(Image point grounding data)
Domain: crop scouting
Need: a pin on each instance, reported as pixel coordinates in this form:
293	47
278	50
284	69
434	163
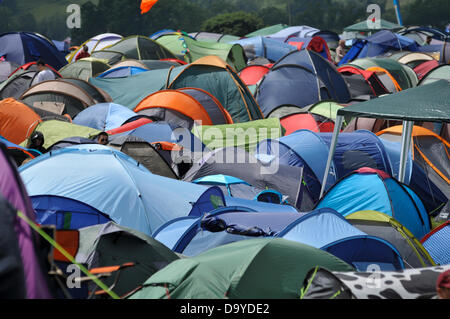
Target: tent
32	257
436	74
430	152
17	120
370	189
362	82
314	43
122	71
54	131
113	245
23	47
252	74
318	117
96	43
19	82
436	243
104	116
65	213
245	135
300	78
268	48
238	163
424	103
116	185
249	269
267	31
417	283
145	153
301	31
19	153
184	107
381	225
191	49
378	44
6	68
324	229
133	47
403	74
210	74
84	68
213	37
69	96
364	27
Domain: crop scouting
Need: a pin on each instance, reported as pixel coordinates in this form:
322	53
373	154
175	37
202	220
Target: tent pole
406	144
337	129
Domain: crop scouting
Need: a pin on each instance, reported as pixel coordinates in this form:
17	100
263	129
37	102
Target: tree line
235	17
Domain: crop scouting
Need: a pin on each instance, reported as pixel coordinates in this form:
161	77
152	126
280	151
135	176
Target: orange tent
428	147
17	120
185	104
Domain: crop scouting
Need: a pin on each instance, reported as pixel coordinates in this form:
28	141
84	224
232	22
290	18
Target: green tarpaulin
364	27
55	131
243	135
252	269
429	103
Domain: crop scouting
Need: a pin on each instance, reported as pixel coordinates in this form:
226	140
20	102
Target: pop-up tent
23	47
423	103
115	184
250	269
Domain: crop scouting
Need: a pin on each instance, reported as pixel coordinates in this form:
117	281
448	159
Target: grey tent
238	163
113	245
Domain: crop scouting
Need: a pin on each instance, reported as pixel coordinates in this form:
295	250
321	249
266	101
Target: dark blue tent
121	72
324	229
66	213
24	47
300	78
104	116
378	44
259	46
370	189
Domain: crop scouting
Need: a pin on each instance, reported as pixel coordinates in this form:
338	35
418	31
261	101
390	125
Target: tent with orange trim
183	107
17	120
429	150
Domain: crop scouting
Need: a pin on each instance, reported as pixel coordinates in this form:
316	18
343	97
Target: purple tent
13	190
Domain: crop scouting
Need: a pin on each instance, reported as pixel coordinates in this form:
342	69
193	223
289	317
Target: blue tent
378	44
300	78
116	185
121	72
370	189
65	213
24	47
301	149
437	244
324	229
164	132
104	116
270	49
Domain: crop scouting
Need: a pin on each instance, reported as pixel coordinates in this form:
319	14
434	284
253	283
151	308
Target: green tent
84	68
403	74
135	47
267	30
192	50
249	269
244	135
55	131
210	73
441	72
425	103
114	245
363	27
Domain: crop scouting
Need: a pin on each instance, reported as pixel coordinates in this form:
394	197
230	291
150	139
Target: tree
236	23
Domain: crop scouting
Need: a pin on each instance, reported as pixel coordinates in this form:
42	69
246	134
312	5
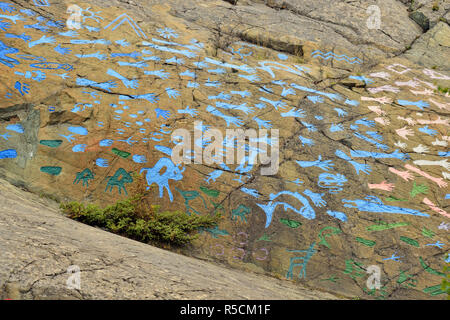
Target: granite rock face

---

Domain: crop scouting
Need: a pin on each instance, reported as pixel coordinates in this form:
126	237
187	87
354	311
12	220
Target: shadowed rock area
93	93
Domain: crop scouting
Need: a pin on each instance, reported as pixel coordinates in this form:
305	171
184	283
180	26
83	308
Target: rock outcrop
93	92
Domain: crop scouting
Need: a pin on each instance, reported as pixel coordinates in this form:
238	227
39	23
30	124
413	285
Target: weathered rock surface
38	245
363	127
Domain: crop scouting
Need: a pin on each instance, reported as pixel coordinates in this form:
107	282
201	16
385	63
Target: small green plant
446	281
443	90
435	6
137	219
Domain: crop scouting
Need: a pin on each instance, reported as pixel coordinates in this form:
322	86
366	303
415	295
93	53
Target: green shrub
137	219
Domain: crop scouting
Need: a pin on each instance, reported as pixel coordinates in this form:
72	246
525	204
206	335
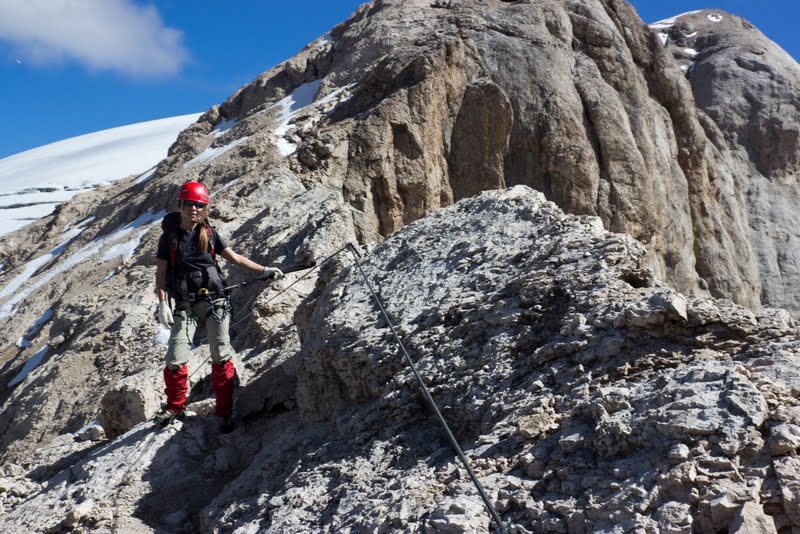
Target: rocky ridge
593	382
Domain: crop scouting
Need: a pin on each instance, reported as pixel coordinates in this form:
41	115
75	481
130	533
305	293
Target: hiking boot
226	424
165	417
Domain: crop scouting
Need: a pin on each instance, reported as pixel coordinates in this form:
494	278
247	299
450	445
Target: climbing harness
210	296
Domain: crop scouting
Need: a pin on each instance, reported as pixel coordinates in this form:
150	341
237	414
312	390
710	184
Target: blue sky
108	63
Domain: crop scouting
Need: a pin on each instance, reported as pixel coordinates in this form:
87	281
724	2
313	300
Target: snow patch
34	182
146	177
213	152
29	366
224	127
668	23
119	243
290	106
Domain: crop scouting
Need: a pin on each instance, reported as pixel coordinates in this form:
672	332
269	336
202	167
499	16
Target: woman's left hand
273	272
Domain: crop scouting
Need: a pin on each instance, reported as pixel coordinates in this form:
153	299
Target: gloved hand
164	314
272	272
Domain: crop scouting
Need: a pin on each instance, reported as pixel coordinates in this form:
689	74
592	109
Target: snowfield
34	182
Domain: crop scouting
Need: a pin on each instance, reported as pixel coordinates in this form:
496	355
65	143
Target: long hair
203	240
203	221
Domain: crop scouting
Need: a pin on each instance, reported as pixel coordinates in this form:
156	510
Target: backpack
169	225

- _Problem statement_:
Nothing except the lines from the one containing "Target: green tent" through the one containing "Target: granite rock face" should appear in the answer, exactly as above and without pictures.

- _Answer to this task_:
Target: green tent
84	68
403	74
135	47
267	30
192	50
249	269
244	135
55	131
210	73
441	72
425	103
114	245
363	27
Domain: crop scouting
Need: a pin on each instance, reported as pixel coordinates in this form:
394	197
230	291
150	139
Target: tree
236	23
Domain: crop scouting
Need: a pin on each instance, reported as pixel coordinates in this form:
42	69
246	134
312	5
Target: granite rock face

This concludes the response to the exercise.